═══ Text block

The space between waking and dreaming is yoga nidra. We’ve all felt it before - it happens right before we fall asleep. The practice of it is simply an opportunity to hang out in that space a little longer.
Part of the reason I’m drawn to it, aside from the way it makes me feel (clear, connected, truly rested, calm, relaxed, creative, worthy) is that it is both simple and complex. There is usually an invitation mid way through to experience one sensation fully (for example, heaviness), the opposite sensation fully (in this case, lightness) and then to experience both at the same time. Uma Dinsmore Tuli says that,
“By moving the awareness between two opposites and then endeavoring to hold them together we provide an effective way to transcend logical, rational mind: manas (the capacity we have to experience thought and emotion) simply implodes, it cannot hold two opposing ideas together at the same time. This enforced silencing of the rational mind allows the subconscious to become more active, opening up a new space for intuition and creativity to flourish.”
By playing with opposites in this way, we start to see a couple things. One, that as quickly as our thoughts can make us feel one thing, they can make us feel the other….which begs the question: what is real? But also, when we practice holding opposites at the same time, we are rehearsing a larger skill: the ability to stay present with complexity. To not rush toward certainty. To let multiple truths exist without immediately choosing sides. In that way, yoga nidra is not just a state of being that invites deep rest, but a quiet training ground for empathy, imagination, and peace.

══════

— Work to do —
**a)** In the yoga nidra passage, what does the quoted definition say manas is?
**b)** The yoga nidra passage names the ways the practice makes the writer feel. List every one of them.

═══ Dataset records

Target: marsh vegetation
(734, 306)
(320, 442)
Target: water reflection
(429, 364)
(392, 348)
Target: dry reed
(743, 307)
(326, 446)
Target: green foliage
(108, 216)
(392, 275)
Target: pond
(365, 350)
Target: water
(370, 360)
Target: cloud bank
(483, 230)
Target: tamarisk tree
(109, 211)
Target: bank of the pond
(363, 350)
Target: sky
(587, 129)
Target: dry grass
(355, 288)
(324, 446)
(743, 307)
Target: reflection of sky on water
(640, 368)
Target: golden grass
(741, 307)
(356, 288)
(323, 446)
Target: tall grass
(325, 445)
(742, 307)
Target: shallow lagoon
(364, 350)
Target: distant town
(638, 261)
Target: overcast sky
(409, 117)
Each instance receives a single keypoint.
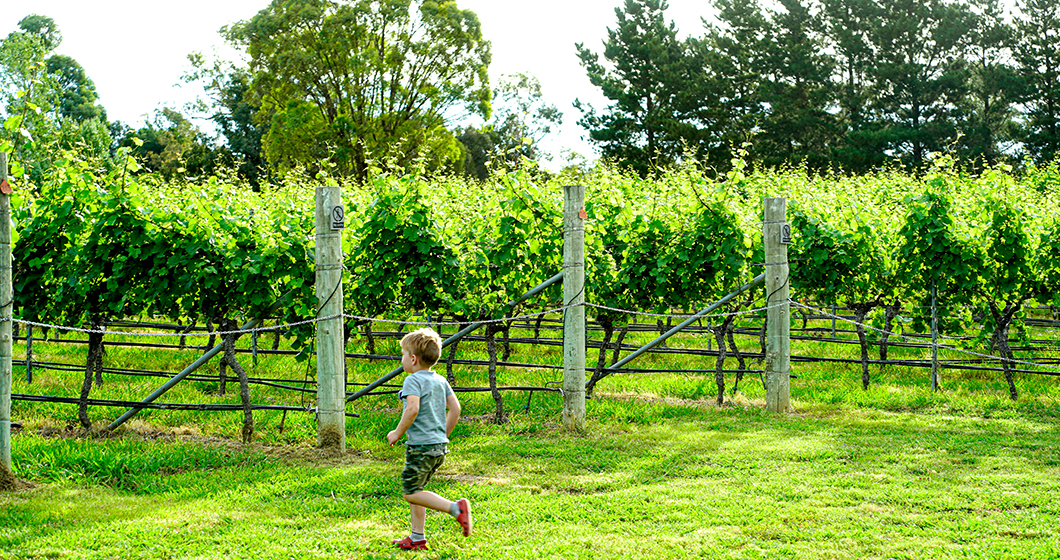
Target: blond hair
(424, 344)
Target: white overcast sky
(136, 50)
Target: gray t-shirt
(429, 424)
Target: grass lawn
(894, 472)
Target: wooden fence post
(331, 352)
(776, 234)
(573, 318)
(6, 308)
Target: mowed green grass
(898, 471)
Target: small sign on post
(338, 217)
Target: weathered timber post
(6, 308)
(776, 234)
(331, 352)
(934, 338)
(573, 318)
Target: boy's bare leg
(418, 518)
(428, 500)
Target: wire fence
(546, 321)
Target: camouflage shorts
(421, 461)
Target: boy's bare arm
(452, 413)
(411, 409)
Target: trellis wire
(933, 345)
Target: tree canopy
(363, 83)
(841, 84)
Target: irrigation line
(938, 346)
(164, 406)
(467, 330)
(198, 363)
(758, 279)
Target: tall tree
(1037, 52)
(232, 107)
(364, 81)
(730, 60)
(848, 25)
(993, 84)
(919, 75)
(50, 101)
(797, 89)
(75, 91)
(522, 119)
(645, 77)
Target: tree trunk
(248, 417)
(213, 338)
(739, 359)
(223, 366)
(1002, 322)
(608, 330)
(719, 371)
(889, 312)
(94, 346)
(508, 343)
(491, 345)
(618, 344)
(860, 313)
(101, 349)
(448, 363)
(370, 340)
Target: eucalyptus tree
(647, 77)
(993, 85)
(848, 24)
(919, 74)
(364, 82)
(797, 88)
(1037, 52)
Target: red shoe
(464, 518)
(408, 544)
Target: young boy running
(427, 423)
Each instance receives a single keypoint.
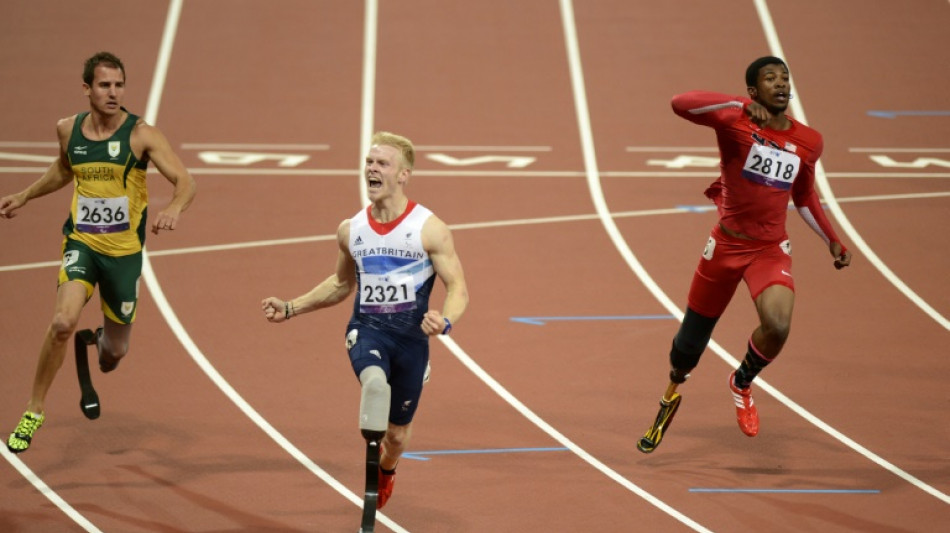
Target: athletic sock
(753, 363)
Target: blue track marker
(895, 114)
(788, 491)
(541, 320)
(424, 455)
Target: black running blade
(368, 523)
(664, 417)
(89, 401)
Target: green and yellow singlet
(110, 199)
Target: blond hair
(404, 145)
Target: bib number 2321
(386, 293)
(772, 167)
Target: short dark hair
(101, 58)
(752, 73)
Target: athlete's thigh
(407, 378)
(771, 266)
(119, 286)
(368, 347)
(717, 275)
(79, 265)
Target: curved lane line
(593, 179)
(829, 196)
(50, 494)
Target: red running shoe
(746, 413)
(386, 482)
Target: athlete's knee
(115, 348)
(690, 341)
(776, 329)
(374, 399)
(63, 326)
(397, 436)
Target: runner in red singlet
(767, 157)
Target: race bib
(387, 293)
(771, 166)
(102, 215)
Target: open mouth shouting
(374, 182)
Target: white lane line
(178, 329)
(590, 166)
(253, 146)
(464, 226)
(828, 194)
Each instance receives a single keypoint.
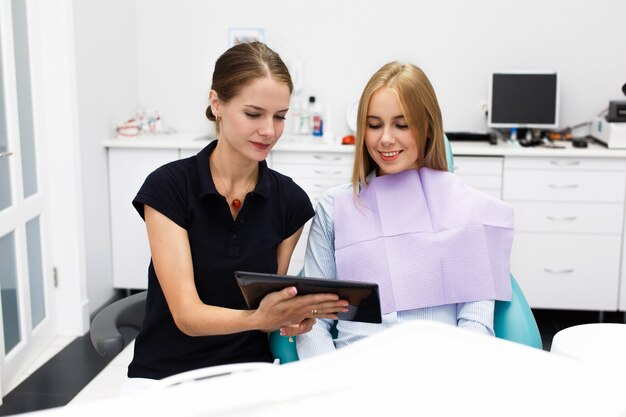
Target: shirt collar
(207, 186)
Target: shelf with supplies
(568, 251)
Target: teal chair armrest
(514, 320)
(283, 347)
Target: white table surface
(419, 368)
(598, 344)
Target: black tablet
(362, 296)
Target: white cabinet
(569, 215)
(315, 172)
(481, 172)
(128, 168)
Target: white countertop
(198, 140)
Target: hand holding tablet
(363, 298)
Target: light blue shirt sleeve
(319, 262)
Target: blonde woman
(438, 249)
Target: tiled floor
(74, 373)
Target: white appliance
(612, 134)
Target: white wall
(107, 90)
(343, 42)
(160, 54)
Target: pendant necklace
(235, 203)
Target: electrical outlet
(484, 108)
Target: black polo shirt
(184, 191)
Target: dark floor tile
(64, 381)
(81, 351)
(17, 403)
(58, 381)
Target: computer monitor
(524, 99)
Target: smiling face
(253, 120)
(388, 138)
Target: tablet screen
(362, 296)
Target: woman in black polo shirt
(220, 211)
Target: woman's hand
(296, 314)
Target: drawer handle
(562, 219)
(317, 171)
(563, 186)
(558, 271)
(327, 158)
(565, 163)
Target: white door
(27, 324)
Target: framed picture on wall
(245, 35)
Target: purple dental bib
(426, 239)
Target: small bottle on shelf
(317, 122)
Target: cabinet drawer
(316, 158)
(575, 164)
(464, 165)
(297, 171)
(315, 187)
(568, 217)
(585, 186)
(576, 272)
(483, 182)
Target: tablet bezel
(363, 297)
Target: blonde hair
(420, 109)
(242, 64)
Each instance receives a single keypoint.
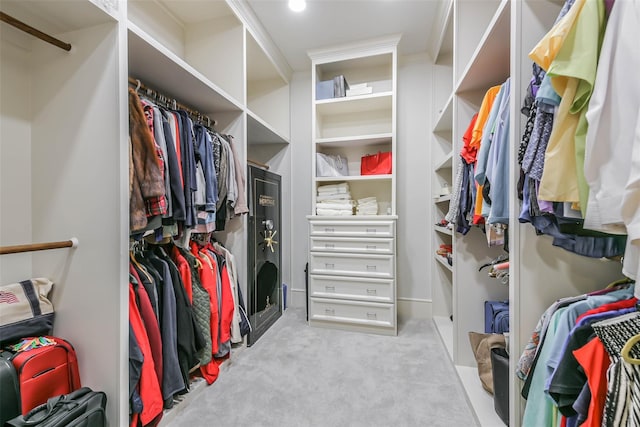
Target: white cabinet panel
(354, 312)
(381, 266)
(353, 228)
(352, 245)
(374, 290)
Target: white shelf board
(444, 326)
(480, 400)
(445, 163)
(444, 122)
(356, 141)
(442, 199)
(443, 230)
(354, 104)
(442, 260)
(260, 132)
(489, 65)
(158, 68)
(59, 17)
(355, 178)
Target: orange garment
(483, 116)
(467, 152)
(148, 386)
(208, 279)
(228, 306)
(184, 270)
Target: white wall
(300, 182)
(413, 186)
(413, 166)
(15, 156)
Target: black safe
(264, 257)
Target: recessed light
(297, 5)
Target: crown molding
(242, 9)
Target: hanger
(623, 281)
(499, 259)
(626, 350)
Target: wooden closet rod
(34, 32)
(196, 114)
(71, 243)
(256, 163)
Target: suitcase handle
(42, 412)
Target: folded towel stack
(367, 206)
(334, 200)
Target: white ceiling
(326, 23)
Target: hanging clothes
(146, 184)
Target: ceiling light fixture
(297, 5)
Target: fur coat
(145, 177)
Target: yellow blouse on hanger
(548, 47)
(572, 74)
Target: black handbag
(80, 408)
(500, 370)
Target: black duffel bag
(80, 408)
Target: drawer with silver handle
(355, 288)
(353, 312)
(352, 245)
(355, 228)
(379, 266)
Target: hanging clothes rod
(256, 163)
(71, 243)
(34, 32)
(200, 117)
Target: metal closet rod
(34, 32)
(71, 243)
(200, 117)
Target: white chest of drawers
(352, 274)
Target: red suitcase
(45, 372)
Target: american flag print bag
(25, 310)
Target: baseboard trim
(408, 308)
(298, 298)
(414, 308)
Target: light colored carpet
(296, 375)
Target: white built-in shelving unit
(352, 280)
(64, 138)
(482, 44)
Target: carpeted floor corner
(296, 375)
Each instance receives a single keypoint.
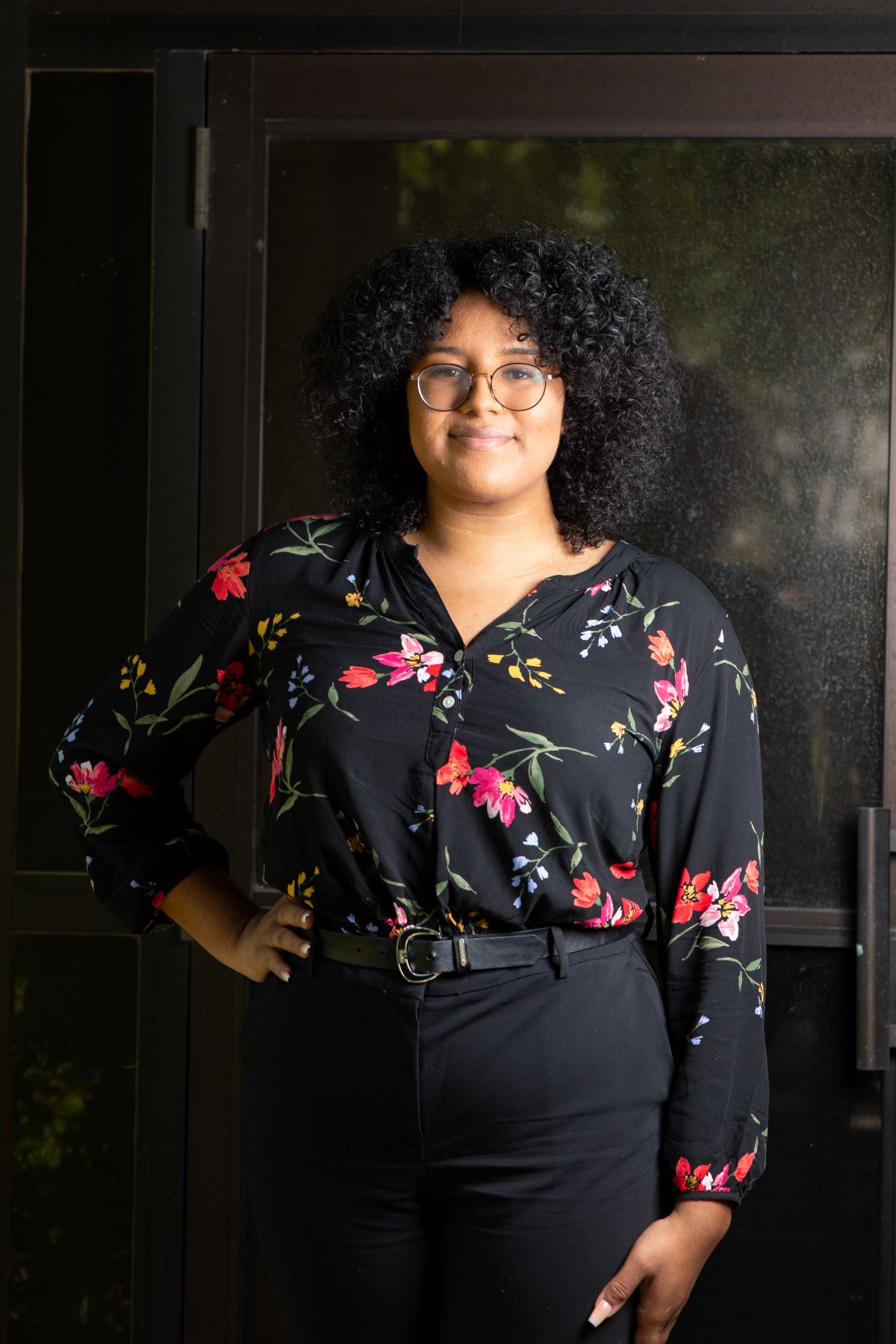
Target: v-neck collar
(429, 600)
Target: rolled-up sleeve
(706, 851)
(119, 766)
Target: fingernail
(600, 1313)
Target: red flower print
(727, 906)
(94, 780)
(356, 676)
(691, 897)
(500, 794)
(743, 1166)
(231, 692)
(588, 890)
(590, 893)
(395, 925)
(672, 698)
(277, 764)
(662, 648)
(700, 1177)
(455, 771)
(411, 662)
(228, 579)
(134, 785)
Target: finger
(617, 1292)
(290, 913)
(277, 965)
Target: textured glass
(801, 1260)
(771, 262)
(73, 1137)
(85, 414)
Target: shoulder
(679, 608)
(329, 537)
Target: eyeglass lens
(444, 388)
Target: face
(482, 452)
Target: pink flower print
(700, 1177)
(277, 764)
(672, 698)
(586, 894)
(413, 662)
(401, 920)
(500, 794)
(228, 579)
(727, 906)
(94, 780)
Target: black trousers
(461, 1160)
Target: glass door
(765, 226)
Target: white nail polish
(600, 1313)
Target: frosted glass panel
(771, 261)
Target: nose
(480, 394)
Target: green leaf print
(184, 682)
(561, 830)
(536, 777)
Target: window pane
(773, 264)
(73, 1136)
(85, 414)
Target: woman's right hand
(255, 953)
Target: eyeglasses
(445, 388)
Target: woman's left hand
(665, 1260)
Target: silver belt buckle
(401, 952)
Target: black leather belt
(421, 953)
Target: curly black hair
(622, 409)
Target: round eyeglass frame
(514, 363)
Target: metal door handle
(872, 939)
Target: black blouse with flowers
(512, 783)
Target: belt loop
(561, 948)
(461, 951)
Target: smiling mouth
(479, 440)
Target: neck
(491, 535)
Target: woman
(473, 1110)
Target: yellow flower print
(297, 889)
(457, 920)
(277, 626)
(131, 675)
(527, 670)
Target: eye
(445, 373)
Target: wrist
(711, 1216)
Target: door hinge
(202, 159)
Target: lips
(481, 438)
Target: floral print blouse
(514, 783)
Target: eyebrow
(455, 349)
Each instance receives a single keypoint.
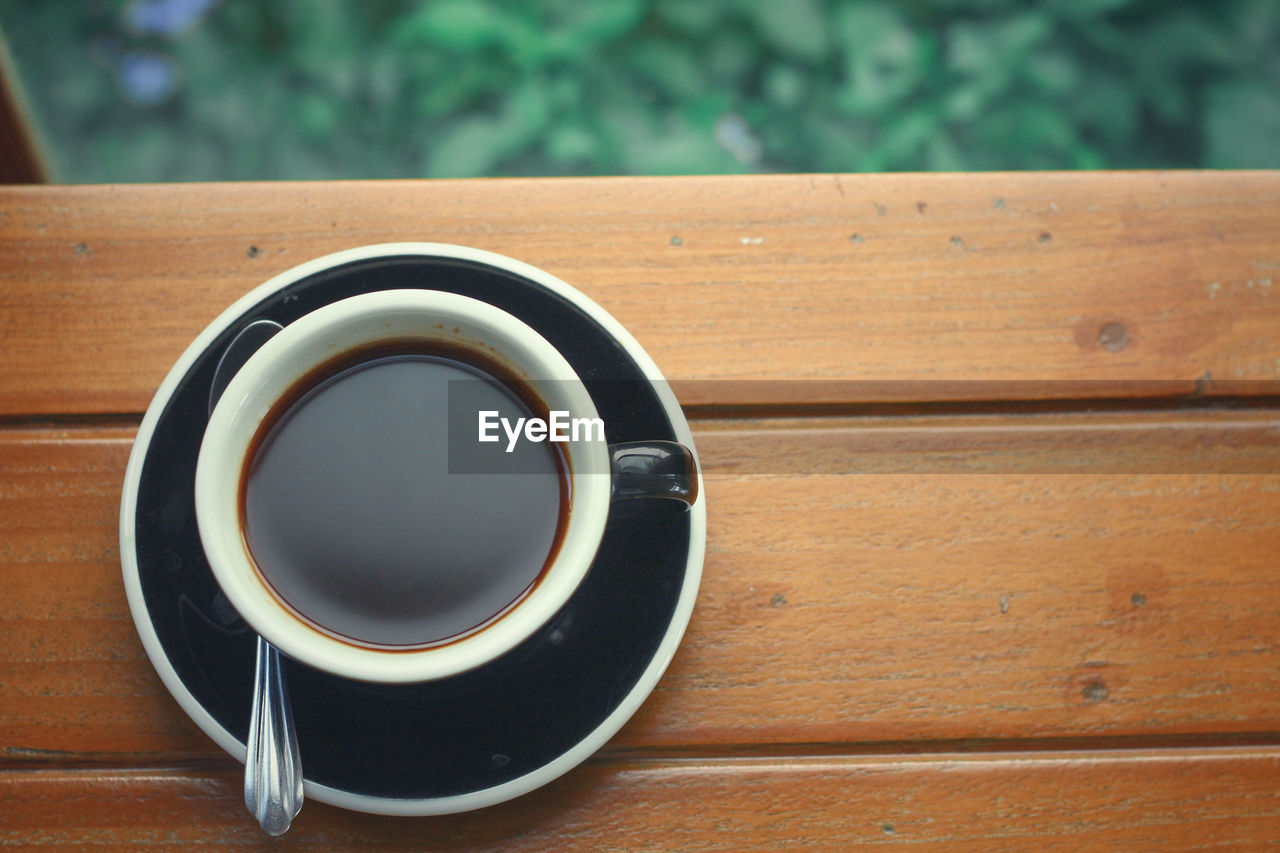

══════

— Answers to each task —
**a)** The capacity we have to experience thought and emotion.

**b)** Clear, connected, truly rested, calm, relaxed, creative, worthy